#### TASK TO CARRY OUT:
Give as a JSON list of strings, one per line and skipping blank lines, the rows from the line containing "written like <point>668,229</point>." through the end of the rows, both ends included.

====== GIVEN RECORDS ======

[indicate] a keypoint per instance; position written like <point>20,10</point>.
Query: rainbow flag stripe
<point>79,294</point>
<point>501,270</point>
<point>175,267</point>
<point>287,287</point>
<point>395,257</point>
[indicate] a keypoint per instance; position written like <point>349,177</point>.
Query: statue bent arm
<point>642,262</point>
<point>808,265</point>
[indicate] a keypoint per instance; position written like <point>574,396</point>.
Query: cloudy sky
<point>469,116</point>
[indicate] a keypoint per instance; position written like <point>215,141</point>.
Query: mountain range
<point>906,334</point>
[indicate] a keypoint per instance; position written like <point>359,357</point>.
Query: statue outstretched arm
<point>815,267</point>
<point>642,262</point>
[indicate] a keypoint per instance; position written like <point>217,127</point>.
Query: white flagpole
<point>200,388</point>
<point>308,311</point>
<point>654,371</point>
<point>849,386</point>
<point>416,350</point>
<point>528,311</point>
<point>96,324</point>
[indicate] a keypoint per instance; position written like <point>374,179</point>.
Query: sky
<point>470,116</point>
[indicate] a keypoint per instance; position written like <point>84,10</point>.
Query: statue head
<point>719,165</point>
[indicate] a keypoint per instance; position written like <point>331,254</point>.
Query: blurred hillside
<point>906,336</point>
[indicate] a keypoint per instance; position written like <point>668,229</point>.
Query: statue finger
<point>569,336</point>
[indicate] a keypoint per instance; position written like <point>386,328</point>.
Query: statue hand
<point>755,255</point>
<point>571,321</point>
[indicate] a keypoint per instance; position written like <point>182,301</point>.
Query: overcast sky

======

#### FULL OUTPUT:
[
  "[indicate] a keypoint per instance; position written like <point>668,229</point>.",
  "Query: statue finger",
  "<point>569,336</point>",
  "[indicate] a keypoint per instance; position written like <point>386,328</point>.",
  "Query: statue hand",
  "<point>755,255</point>",
  "<point>571,321</point>",
  "[indicate] a keypoint per instance; position written like <point>182,301</point>.",
  "Query: overcast sky"
]